▸ Directive
Lay out every line of the records below as a numbered list, leaving out any blank lines.
-- Begin Rows --
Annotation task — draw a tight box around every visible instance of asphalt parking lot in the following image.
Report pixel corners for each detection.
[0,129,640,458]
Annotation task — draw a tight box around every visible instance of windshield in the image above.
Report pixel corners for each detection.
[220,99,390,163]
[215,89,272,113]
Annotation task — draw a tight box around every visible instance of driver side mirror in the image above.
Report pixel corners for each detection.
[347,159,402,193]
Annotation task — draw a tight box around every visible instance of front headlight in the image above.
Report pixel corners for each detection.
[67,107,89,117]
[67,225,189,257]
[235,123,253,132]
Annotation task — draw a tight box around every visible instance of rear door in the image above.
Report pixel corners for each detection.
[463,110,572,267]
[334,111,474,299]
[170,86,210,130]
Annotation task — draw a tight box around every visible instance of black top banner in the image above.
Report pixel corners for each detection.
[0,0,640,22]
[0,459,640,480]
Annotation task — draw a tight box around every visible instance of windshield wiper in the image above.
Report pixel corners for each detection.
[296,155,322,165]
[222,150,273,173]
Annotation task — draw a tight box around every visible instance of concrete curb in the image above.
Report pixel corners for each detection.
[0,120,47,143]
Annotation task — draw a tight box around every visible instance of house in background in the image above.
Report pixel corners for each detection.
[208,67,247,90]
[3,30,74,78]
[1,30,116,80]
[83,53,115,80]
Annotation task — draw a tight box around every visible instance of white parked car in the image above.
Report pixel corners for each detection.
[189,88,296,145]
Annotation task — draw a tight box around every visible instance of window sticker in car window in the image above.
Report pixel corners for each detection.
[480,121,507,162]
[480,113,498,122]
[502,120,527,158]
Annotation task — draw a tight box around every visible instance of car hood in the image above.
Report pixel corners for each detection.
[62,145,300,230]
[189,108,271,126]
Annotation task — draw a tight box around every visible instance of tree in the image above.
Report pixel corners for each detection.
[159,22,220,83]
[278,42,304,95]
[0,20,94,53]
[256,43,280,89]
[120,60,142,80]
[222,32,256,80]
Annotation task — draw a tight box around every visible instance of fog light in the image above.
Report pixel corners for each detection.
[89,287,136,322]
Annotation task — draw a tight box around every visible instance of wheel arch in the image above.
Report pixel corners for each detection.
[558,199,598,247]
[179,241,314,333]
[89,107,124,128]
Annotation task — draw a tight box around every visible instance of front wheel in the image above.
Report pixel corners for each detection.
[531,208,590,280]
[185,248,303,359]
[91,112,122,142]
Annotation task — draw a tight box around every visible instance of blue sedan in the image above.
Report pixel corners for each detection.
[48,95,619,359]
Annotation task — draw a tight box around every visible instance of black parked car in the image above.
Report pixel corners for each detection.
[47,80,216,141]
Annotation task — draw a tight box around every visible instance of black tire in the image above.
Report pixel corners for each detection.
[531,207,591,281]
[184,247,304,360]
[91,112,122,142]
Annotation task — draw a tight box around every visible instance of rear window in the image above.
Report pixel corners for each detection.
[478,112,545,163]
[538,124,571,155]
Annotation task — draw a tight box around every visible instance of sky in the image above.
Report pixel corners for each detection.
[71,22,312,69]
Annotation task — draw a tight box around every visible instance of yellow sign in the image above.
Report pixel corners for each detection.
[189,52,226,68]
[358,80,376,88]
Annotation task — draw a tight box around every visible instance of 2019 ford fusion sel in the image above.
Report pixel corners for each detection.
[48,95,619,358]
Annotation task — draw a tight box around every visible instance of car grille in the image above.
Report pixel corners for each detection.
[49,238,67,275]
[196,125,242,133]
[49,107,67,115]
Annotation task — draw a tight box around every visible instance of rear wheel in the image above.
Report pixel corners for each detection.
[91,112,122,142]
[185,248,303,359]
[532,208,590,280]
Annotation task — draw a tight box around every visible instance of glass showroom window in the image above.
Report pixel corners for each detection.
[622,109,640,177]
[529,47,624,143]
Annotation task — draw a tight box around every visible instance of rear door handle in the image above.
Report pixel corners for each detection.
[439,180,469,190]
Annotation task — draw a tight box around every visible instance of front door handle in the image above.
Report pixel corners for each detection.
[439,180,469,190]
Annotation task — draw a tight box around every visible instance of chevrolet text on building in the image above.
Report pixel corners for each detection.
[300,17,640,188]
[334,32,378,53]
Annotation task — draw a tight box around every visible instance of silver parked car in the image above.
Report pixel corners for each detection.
-- End Rows --
▸ Final answer
1. Annotation task — draw a tight box around every visible instance of asphalt parking lot in the following image.
2. Report pixel corners for each detection.
3. [0,129,640,458]
4. Annotation task — draw a tight box around every visible instance of windshield in the image above.
5. Report pixel corners for each detection.
6. [220,99,390,163]
7. [215,89,272,113]
8. Annotation task — draw a tight box around every visible instance of driver side mirror in the image above.
9. Report pixel corners for each detection.
10. [347,159,402,193]
11. Annotation task — draw a tight box around every visible instance of front headlight in the image above.
12. Report pixel corners for each detection.
13. [67,107,89,117]
14. [67,225,189,257]
15. [235,123,253,132]
16. Annotation task — draw a tight box around every visible instance of rear door in the image above.
17. Report pixel corners for each detection.
18. [463,110,572,267]
19. [334,111,474,299]
20. [170,86,210,130]
21. Annotation task — draw a tight box around every visible instance of black top banner in the image above.
22. Report pixel corners for each detection.
23. [0,0,640,22]
24. [0,459,640,480]
25. Annotation task — draw a tight box around every visible instance of windshield wiper in the image above.
26. Report pixel corners for each detection.
27. [296,155,322,165]
28. [222,150,273,173]
29. Annotation task — draw a tight box around every visible instance of concrete curb in the image above.
30. Report pixel corners for each detection.
31. [0,120,47,143]
32. Annotation task — draw a tight box around every visible instance of house in background in the image above.
33. Report pixel corners for each detection.
34. [208,67,247,90]
35. [3,30,74,78]
36. [1,30,116,80]
37. [83,53,115,80]
38. Annotation task — draw a tight box around every visible instance of white parked car in the image above.
39. Report pixel corners for each detection.
40. [189,88,296,145]
41. Annotation task — draw a tight box around every visible instance of window sticker in car window in the image above.
42. Report pixel corners for each detection.
43. [480,121,507,162]
44. [480,113,498,122]
45. [502,120,527,158]
46. Annotation task — draw a tight box around every visible instance of car hood in the image above.
47. Report pixel corners for each detection.
48. [62,145,300,230]
49. [189,108,271,126]
50. Annotation task — draw a tight box around every visible instance of tree in the image above.
51. Report pixel corners for each detection.
52. [159,22,220,83]
53. [278,42,304,95]
54. [0,20,94,53]
55. [256,43,280,89]
56. [120,60,142,80]
57. [222,32,256,80]
58. Annotation task — draw a tight box around every visible instance of fog light in the image above.
59. Report pixel corners for each detection.
60. [89,287,136,322]
61. Annotation task — draw a tight box around every visible instance of wheel arch in the image above.
62. Report pixel corners for each detection.
63. [558,199,598,247]
64. [179,241,314,333]
65. [89,107,124,128]
66. Annotation task — draw a tight box around every visible instance of front wheel in the image above.
67. Report pixel corners for each detection.
68. [531,208,590,280]
69. [185,248,303,359]
70. [91,112,122,142]
71. Annotation task — draw a tight box around every visible instance of blue sedan in the image above.
72. Report pixel corners for each detection.
73. [48,95,619,359]
74. Annotation task — draw a tight box around every visible instance of black parked car in the image above.
75. Report pixel corners for each detection.
76. [47,80,216,141]
77. Annotation task — draw a tight box around every visible instance of black tire in the image above.
78. Report pixel corners for each detection.
79. [531,207,591,281]
80. [184,247,304,360]
81. [91,112,122,142]
82. Annotation task — draw a tight box around every visible instance of rear window in the image above.
83. Report pixel corners for each detection.
84. [478,112,545,163]
85. [538,124,571,155]
86. Annotation task — draw a tight box around every visible instance of sky in the image above.
87. Report pixel corners for each detection.
88. [71,22,312,69]
89. Annotation task — draw a tight box around every visible instance of yellow sign in the image above.
90. Report pixel corners for each detection.
91. [189,52,226,68]
92. [358,80,376,88]
93. Annotation task — draw a tight box around every visible instance of 2019 ford fusion sel in the image above.
94. Report pixel corners for each detection.
95. [48,95,619,358]
96. Annotation task — draw a tight box around every visible instance of car grille in the image above.
97. Report pixel corners for each detection.
98. [49,238,67,275]
99. [196,125,242,133]
100. [49,107,67,115]
101. Annotation task — draw a tight box around every visible instance of rear wheel in the image above.
102. Report pixel corners for each detection.
103. [91,112,122,142]
104. [185,248,303,359]
105. [532,208,590,280]
106. Annotation task — draw a tight box around every visible instance of glass showroom window in the image above.
107. Report pixel corners for each detection.
108. [622,109,640,177]
109. [529,47,624,143]
110. Annotation task — draw a tight box around every visible instance of rear door handle in the image above.
111. Report pixel corners for each detection.
112. [439,180,469,190]
113. Annotation task — draw a tight box around every visible instance of front door handle in the image above.
114. Report pixel corners for each detection.
115. [439,180,469,190]
116. Annotation task — draw a tight box around every visible instance of chevrolet text on building in the image above.
117. Report pixel corners for each detection.
118. [300,17,640,188]
119. [334,32,378,53]
120. Annotation task — draw a tight box around every visible instance of silver parked car in the image above.
121. Report pixel corners for each detection.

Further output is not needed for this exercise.